▸ Complete the following
1) Shorten the paragraph in the Pandas Styler text that begins "Sometimes the built-in styles," keeping its main facts.
2) Duplicate the Pandas Styler text word for word between "function from the" and "x > x.mean()", inclusive.

▸ Reading text
Next, let’s see how to declare styles conditionally based on the output of Python functions.
Advanced: Declare Custom Styles with Pandas Styler
Sometimes the built-in styles just won’t cut it. Luckily, you can apply your own as a result of Python functions.
Here’s an example: The mean_highlighter()
function will:
Color the cell red if the value is less than or equal to the mean
Color the cell green if the value is greater than the mean
Make the text white and bold in cases
Once outside the Python function, simply call apply()
function from the Pandas Styles API:
def mean_highlighter(x):
style_lt = "background-color: #EE2E31; color: white; font-weight: bold;"
style_gt = "background-color: #31D843; color: white; font-weight: bold;"
gt_mean = x > x.mean()
return [style_gt if i else style_lt for i in gt_mean]
df.style.apply(mean_highlighter)
Not the prettiest colors, but definitely an easy way to set up conditional formatting in Python.
One common use case would be to make the text color of a cell red if the value is negative. Here’s how you would implement that:
def negative_highlighter(x):
is_negative = x < 0
return ["color: #EE2E31" if i else "color: #000000" for i in is_negative]
df.style.apply(negative_highlighter)

▸ Material provided
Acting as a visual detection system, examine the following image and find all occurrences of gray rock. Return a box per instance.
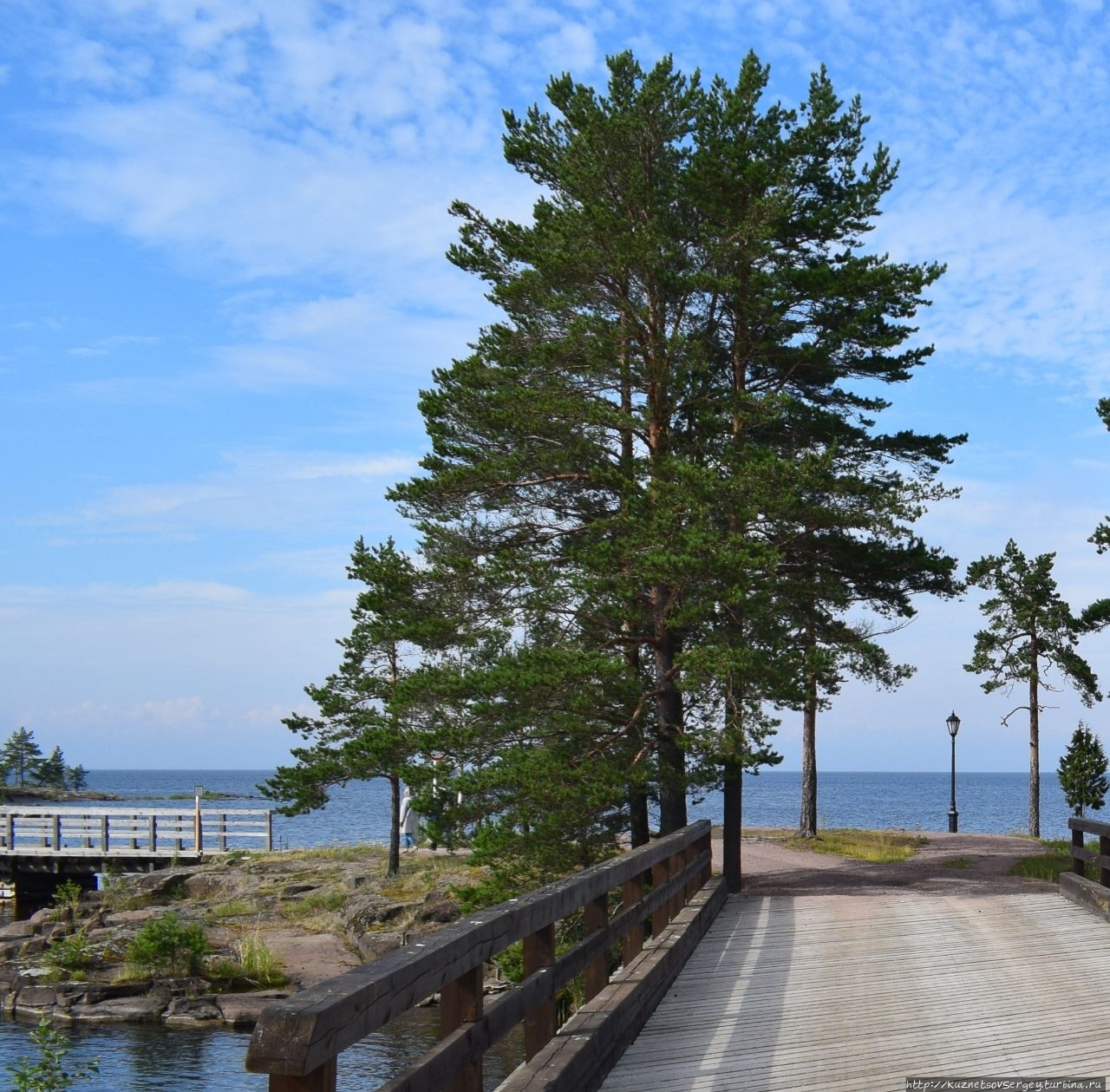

▸ Solutions in order
1) When the built-in styles aren't enough, you can apply your own styles as the result of Python functions.

2)
function from the Pandas Styles API:
def mean_highlighter(x):
style_lt = "background-color: #EE2E31; color: white; font-weight: bold;"
style_gt = "background-color: #31D843; color: white; font-weight: bold;"
gt_mean = x > x.mean()